▶ [Data extract]:
____

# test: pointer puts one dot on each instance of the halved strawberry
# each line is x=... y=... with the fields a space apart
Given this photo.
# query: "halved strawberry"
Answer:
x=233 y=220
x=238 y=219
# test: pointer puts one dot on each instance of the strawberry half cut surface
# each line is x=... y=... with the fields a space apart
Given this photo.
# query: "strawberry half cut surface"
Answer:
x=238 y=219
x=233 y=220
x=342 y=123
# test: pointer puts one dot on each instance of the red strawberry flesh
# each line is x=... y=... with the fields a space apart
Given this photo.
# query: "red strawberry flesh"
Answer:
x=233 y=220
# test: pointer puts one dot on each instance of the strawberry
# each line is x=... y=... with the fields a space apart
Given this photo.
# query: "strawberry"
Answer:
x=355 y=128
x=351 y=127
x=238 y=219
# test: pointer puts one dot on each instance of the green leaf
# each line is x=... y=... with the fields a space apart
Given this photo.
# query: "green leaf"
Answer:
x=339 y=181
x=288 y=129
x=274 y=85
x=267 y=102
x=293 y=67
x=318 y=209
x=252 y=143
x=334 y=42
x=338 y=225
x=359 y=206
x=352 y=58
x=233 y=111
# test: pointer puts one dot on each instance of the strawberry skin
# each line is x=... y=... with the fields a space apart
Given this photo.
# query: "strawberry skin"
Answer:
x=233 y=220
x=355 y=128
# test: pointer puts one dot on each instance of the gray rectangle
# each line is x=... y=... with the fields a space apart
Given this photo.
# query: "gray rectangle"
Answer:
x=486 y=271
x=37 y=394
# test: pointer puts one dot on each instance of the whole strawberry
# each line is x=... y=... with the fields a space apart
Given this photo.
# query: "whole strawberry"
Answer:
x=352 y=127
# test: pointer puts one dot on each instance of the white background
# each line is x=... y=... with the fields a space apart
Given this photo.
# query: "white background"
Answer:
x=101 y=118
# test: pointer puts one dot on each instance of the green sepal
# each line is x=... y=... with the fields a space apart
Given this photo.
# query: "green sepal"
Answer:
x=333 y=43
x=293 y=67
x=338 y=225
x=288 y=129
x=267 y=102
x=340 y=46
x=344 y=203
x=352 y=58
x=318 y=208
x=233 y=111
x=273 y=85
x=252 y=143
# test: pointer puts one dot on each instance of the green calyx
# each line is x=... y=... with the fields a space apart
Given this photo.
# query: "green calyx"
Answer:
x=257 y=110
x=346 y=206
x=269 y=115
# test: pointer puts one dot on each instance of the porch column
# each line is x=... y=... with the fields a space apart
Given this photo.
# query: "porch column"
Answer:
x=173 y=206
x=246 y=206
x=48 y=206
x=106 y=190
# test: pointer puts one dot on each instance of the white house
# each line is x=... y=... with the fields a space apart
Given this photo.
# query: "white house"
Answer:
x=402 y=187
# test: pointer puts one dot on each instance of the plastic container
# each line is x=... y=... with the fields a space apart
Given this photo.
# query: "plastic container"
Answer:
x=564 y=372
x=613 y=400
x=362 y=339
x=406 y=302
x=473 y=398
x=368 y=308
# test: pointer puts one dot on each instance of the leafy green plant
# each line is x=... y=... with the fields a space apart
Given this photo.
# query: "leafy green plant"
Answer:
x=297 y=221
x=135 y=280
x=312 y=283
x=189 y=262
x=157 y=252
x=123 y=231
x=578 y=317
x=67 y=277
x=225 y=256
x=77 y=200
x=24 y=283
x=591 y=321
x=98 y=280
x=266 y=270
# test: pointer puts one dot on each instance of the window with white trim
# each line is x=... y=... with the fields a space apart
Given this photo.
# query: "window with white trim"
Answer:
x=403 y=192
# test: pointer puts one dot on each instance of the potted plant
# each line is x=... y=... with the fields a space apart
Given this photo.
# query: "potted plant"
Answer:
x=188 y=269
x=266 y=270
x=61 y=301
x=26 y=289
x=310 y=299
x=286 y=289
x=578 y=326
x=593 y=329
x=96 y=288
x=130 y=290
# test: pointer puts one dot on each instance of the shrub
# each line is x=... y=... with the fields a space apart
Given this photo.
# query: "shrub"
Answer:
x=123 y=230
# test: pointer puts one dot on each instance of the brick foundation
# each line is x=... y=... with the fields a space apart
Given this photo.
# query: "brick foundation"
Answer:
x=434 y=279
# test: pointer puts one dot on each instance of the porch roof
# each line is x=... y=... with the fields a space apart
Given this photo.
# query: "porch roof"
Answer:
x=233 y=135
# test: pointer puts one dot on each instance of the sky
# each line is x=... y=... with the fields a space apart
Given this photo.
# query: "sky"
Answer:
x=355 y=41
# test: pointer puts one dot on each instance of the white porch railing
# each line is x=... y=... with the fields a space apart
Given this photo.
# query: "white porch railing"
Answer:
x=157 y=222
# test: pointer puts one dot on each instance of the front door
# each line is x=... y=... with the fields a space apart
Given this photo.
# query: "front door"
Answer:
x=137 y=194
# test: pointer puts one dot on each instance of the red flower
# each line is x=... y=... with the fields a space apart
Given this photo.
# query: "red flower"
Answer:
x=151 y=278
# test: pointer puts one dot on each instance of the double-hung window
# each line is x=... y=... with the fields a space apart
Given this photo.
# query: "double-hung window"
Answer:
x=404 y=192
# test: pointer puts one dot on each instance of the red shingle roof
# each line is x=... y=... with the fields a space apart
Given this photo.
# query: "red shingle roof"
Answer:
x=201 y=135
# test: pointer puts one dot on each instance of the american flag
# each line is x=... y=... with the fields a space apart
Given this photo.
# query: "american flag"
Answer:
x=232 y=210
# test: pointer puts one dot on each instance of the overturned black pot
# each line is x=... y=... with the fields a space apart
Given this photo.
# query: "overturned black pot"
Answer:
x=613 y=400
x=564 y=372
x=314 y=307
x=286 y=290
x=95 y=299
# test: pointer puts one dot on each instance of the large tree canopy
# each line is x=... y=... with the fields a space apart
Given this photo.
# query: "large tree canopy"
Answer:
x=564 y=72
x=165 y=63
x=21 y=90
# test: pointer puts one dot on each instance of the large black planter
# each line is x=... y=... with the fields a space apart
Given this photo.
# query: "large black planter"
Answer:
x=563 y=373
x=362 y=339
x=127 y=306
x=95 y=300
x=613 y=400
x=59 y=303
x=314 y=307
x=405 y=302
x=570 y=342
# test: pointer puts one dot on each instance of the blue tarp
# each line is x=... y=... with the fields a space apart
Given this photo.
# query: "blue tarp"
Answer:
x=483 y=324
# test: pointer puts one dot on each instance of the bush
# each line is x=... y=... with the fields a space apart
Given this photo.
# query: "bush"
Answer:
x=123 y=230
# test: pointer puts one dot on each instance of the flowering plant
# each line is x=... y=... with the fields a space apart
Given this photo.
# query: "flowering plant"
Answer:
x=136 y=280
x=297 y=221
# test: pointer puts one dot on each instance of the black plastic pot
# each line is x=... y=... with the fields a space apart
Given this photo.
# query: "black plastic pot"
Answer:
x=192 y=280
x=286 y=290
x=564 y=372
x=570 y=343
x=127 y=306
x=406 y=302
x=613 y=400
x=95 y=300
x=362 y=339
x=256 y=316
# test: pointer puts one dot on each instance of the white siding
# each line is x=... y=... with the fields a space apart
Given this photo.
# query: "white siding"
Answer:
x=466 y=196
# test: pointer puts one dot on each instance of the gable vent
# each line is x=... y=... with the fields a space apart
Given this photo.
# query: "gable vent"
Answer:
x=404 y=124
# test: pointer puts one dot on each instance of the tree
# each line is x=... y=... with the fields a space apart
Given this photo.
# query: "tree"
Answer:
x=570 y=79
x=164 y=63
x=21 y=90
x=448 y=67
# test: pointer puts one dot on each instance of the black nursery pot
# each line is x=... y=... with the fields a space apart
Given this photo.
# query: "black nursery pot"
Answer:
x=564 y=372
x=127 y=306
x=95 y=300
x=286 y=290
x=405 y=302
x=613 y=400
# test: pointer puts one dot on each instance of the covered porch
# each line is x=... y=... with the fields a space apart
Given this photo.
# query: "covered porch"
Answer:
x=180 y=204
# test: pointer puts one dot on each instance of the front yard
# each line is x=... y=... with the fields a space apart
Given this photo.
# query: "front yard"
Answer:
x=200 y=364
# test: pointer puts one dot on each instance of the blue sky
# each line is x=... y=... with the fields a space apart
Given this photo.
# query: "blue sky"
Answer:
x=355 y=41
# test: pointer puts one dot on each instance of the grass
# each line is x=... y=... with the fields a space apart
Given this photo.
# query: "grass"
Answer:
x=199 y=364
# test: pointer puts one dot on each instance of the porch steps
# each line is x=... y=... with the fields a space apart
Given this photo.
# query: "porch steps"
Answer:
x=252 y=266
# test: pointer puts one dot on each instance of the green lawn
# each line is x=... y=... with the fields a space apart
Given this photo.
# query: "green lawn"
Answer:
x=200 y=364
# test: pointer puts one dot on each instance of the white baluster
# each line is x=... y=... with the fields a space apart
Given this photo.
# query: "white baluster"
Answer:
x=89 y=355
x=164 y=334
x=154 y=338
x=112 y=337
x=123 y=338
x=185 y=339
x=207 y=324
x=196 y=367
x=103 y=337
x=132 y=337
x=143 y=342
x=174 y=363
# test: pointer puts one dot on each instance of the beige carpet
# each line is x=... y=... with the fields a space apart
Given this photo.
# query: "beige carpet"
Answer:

____

▶ [Problem details]:
Number of lines containing "house" in the material above: give that number alone.

▶ [Task answer]:
2